## WHAT THE TASK ASKS
Collect every line of the records that contains the string "stone". Matching is case-sensitive.

Detection annotation records:
# # #
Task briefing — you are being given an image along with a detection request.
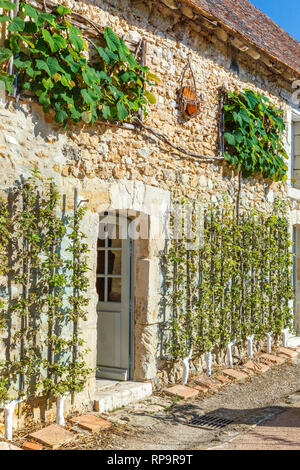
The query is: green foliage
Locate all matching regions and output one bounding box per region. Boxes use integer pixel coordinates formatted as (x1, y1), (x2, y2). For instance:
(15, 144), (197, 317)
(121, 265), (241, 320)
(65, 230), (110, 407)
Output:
(224, 90), (288, 181)
(0, 174), (91, 402)
(165, 201), (294, 359)
(0, 0), (157, 126)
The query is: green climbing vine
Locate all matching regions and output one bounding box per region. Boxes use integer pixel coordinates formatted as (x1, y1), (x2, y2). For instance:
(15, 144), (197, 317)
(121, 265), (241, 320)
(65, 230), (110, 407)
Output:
(0, 0), (158, 125)
(165, 200), (294, 359)
(66, 196), (91, 394)
(224, 90), (288, 181)
(0, 170), (91, 403)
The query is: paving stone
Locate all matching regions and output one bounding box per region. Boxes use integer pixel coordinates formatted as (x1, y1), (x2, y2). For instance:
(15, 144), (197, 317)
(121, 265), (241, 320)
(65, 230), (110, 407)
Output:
(277, 348), (298, 358)
(259, 358), (274, 369)
(216, 375), (231, 386)
(70, 414), (111, 432)
(223, 369), (249, 380)
(30, 424), (74, 449)
(0, 441), (22, 450)
(260, 354), (285, 364)
(193, 375), (222, 389)
(165, 385), (199, 400)
(243, 361), (270, 373)
(22, 441), (43, 450)
(193, 385), (208, 393)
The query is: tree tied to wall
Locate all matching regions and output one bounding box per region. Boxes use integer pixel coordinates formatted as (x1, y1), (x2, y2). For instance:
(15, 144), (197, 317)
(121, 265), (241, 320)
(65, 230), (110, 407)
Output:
(0, 171), (92, 403)
(0, 0), (158, 126)
(224, 90), (288, 181)
(165, 197), (294, 359)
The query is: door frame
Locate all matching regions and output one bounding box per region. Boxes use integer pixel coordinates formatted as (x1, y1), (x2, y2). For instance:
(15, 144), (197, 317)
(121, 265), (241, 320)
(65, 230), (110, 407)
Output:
(96, 211), (135, 382)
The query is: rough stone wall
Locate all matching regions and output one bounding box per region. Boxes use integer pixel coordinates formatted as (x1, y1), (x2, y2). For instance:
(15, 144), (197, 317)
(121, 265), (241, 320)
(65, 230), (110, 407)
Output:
(0, 0), (296, 428)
# # #
## OUTPUT OF THE EXERCISE
The query is: paving stone
The query is: rough stone wall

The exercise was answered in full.